====== Document source

La fumée … Voilà l’ennemie. Pourchassée sous toutes ses formes, qu’elle s’envole d’une auto ou d’une cigarette, c’est notre argent qui s’en va dans les caisses de l’Etat. Il en résulte un problème insoluble pour nos dirigeants : comment stopper la fumée sans éteindre les recettes ?
L’automobiliste fumeur se sent doublement menacé, au point que l’on se demande s’il n’y aura pas à l’avenir des autos avec espaces fumeurs et non fumeurs.

Durant ce XXIème siècle, nous aurons de plus en plus de véhicules électriques qui laisseront aux centrales et aux fabricants de batteries, le soin de polluer à leur place. S’ils disposent en plus d’un espace fumeur aménagé, la fumée pourra être récupérée et évacuée par un tuyau sous la voiture à l’arrière, ce qui évoquera pour les ancêtres que nous sommes devenus des souvenirs de jeunesse, et nous rappellera les heureux automobilistes … que nous fûmes !
Quant à la campagne anti-tabac proprement dite, sans vouloir mégoter sur le résultat, je pense qu’elle va finir par donner envie de fumer à des gens comme moi qui n’ont jamais touché une cigarette.

Cette campagne porte ses fruits, on annonce chaque année une baisse de la consommation de cigarettes, du moins pour la partie légale. On procède régulièrement à des hausses de prix pour soi-disant accélérer cette tendance, mais c’est surtout pour maintenir le niveau des recettes fiscales.

============

■ Consigne 1:
Répondez à ces questions à partir du texte sur la fumée :
(a) Par où la fumée de l'espace fumeur serait-elle évacuée ?
(b) À qui les véhicules électriques laisseront-ils le soin de polluer à leur place ?
(c) Selon le texte, à quoi servent surtout les hausses de prix ?
■ Consigne 2: Recopiez tout le passage du texte sur la fumée qui va de "L’automobiliste fumeur se" jusqu'à "touché une cigarette.".
■ Consigne 3: Donnez la suite du texte sur la fumée, à partir de sa dernière phrase.

====== Données extraites

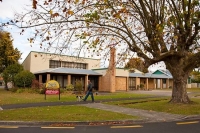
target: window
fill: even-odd
[[[163,84],[166,84],[166,79],[163,79]]]
[[[58,68],[61,67],[60,61],[50,60],[49,61],[49,68]]]
[[[79,68],[79,69],[86,69],[87,64],[85,63],[76,63],[76,62],[62,62],[62,67],[66,68]]]

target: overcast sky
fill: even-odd
[[[14,13],[22,13],[23,9],[27,7],[27,5],[31,5],[32,0],[3,0],[3,2],[0,2],[0,22],[6,22],[9,19],[12,19],[14,17]],[[30,51],[41,51],[41,49],[38,46],[30,46],[28,38],[28,33],[26,35],[20,35],[20,29],[18,28],[5,28],[5,31],[8,31],[11,33],[14,41],[13,46],[14,48],[18,48],[20,52],[22,52],[22,59],[20,62],[23,62],[26,56],[29,54]]]
[[[32,0],[3,0],[0,2],[0,22],[8,21],[14,17],[14,13],[22,13],[24,8],[27,8],[32,4]],[[27,57],[30,51],[42,51],[39,48],[39,45],[30,46],[27,38],[30,36],[30,33],[26,33],[25,35],[20,35],[20,29],[12,28],[12,29],[4,29],[11,33],[14,41],[14,48],[18,48],[20,52],[22,52],[22,59],[20,62],[22,63],[24,59]],[[153,65],[151,70],[155,70],[157,68],[163,68],[163,64],[161,65]]]

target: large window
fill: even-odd
[[[86,69],[87,64],[86,63],[76,63],[76,62],[50,60],[49,68],[58,68],[58,67],[61,67],[61,66],[66,67],[66,68]]]
[[[86,69],[87,64],[85,63],[76,63],[76,62],[62,62],[62,67],[67,68],[79,68],[79,69]]]
[[[58,68],[61,67],[61,61],[50,60],[49,68]]]

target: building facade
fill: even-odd
[[[171,88],[173,78],[168,71],[157,70],[143,74],[138,70],[116,68],[115,48],[110,49],[108,68],[100,68],[100,59],[77,58],[32,51],[22,65],[32,72],[40,83],[56,80],[60,87],[75,85],[81,80],[83,90],[87,90],[90,80],[97,91],[133,91]]]

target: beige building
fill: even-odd
[[[138,70],[116,68],[115,48],[110,50],[108,68],[100,68],[100,59],[77,58],[32,51],[22,65],[25,70],[34,73],[40,83],[57,80],[62,88],[81,80],[83,90],[87,89],[88,79],[98,91],[115,92],[131,90],[151,90],[170,88],[173,86],[171,74],[157,70],[143,74]]]

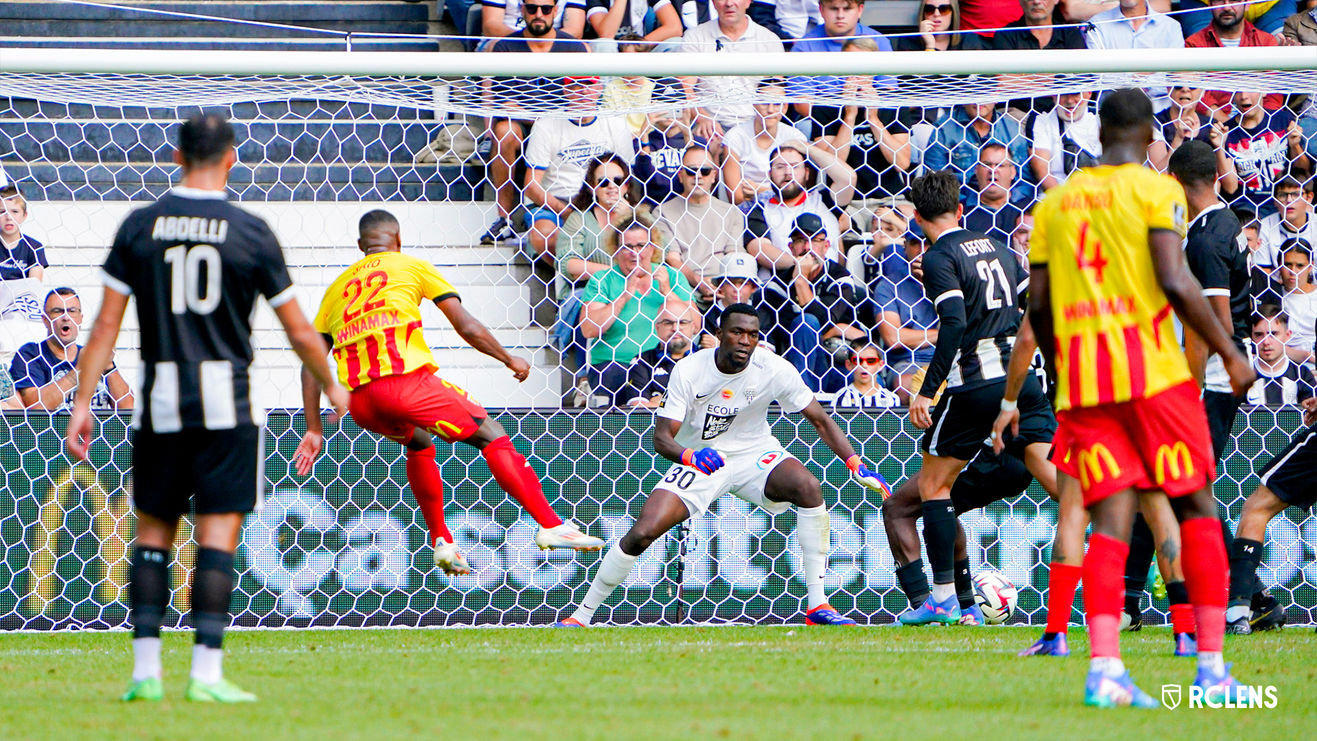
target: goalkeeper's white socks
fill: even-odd
[[[795,510],[795,538],[801,542],[805,562],[806,603],[814,609],[827,601],[823,592],[823,574],[827,572],[828,537],[827,505]]]
[[[224,678],[220,665],[224,662],[224,649],[211,649],[202,643],[192,646],[192,679],[202,684],[215,684]]]
[[[581,607],[572,613],[572,617],[579,620],[582,625],[590,625],[594,610],[599,609],[599,605],[608,599],[618,584],[627,580],[627,575],[636,567],[637,560],[640,556],[627,555],[614,543],[603,555],[603,560],[599,562],[599,571],[595,572],[594,581],[590,583],[590,591],[586,592]]]
[[[161,639],[133,638],[133,682],[161,678]]]

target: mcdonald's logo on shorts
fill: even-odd
[[[1087,490],[1093,483],[1101,484],[1106,475],[1121,475],[1115,456],[1102,443],[1093,443],[1088,450],[1079,451],[1079,483]]]
[[[1173,446],[1163,444],[1156,450],[1156,485],[1166,484],[1167,464],[1171,468],[1171,479],[1179,481],[1181,473],[1193,476],[1193,456],[1189,455],[1189,446],[1184,440],[1176,440]]]

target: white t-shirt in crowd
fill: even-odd
[[[525,142],[525,163],[544,170],[541,185],[554,198],[570,200],[585,182],[585,167],[610,152],[628,165],[636,158],[636,137],[622,116],[541,119]]]
[[[768,182],[769,156],[773,154],[774,149],[789,141],[799,142],[801,146],[806,148],[810,144],[799,129],[786,121],[778,121],[777,134],[768,149],[759,148],[759,140],[755,136],[755,121],[736,124],[723,133],[723,146],[736,153],[736,160],[741,166],[741,177],[757,183]]]
[[[728,376],[718,369],[718,348],[702,349],[677,361],[658,417],[677,419],[678,446],[714,448],[732,455],[759,452],[777,443],[768,426],[768,406],[799,411],[814,401],[801,372],[763,347],[755,348],[744,370]],[[778,443],[780,444],[780,443]]]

============

■ Réponse 1:
(a) Par un tuyau sous la voiture, à l'arrière.
(b) Aux centrales et aux fabricants de batteries.
(c) À maintenir le niveau des recettes fiscales.

■ Réponse 2:
L’automobiliste fumeur se sent doublement menacé, au point que l’on se demande s’il n’y aura pas à l’avenir des autos avec espaces fumeurs et non fumeurs.

Durant ce XXIème siècle, nous aurons de plus en plus de véhicules électriques qui laisseront aux centrales et aux fabricants de batteries, le soin de polluer à leur place. S’ils disposent en plus d’un espace fumeur aménagé, la fumée pourra être récupérée et évacuée par un tuyau sous la voiture à l’arrière, ce qui évoquera pour les ancêtres que nous sommes devenus des souvenirs de jeunesse, et nous rappellera les heureux automobilistes … que nous fûmes !
Quant à la campagne anti-tabac proprement dite, sans vouloir mégoter sur le résultat, je pense qu’elle va finir par donner envie de fumer à des gens comme moi qui n’ont jamais touché une cigarette.

■ Réponse 3:
La première manifestation de la lutte contre le tabagisme remonte à la réalisation du dessin animé Lucky Luke. Le célèbre cow-boy a dû troquer sa légendaire cigarette contre un brin d’herbe. Je pense que l’on aurait dû s’inquiéter tout de même du type d’herbe … Réjouissons-nous que les lignes féministes n’aient pas imposé à Lucky Luke le port d’un sac à main au nom de l’égalité des sexes (ça aurait fait beaucoup plus gai !).

Jacques Tati sur l’affiche de « Mon oncle » a vu également sa pipe remplacée par une fleur. Il faudrait envisager de remplacer le Solex polluant qu’il enfourche, pour mettre un vélo électrique.
Dans un autre domaine, j’imagine très bien, à l’entrée d’un camp de nudistes, l’inscription « no smoking ».

Pour l’automobiliste, peut-être en arrivera-t-on à taxer allume-cigares et cendriers. Il s’agit là d’accessoires qu’un ancien Ministre de la santé aurait bien aimé EVINcer, EVINcre le tabac.
Pourtant, le cendrier permet de recueillir les cendres d’une blonde ou d’une brune, que vous avez allumée en y posant les lèvres et qui s’est consumée pour vous.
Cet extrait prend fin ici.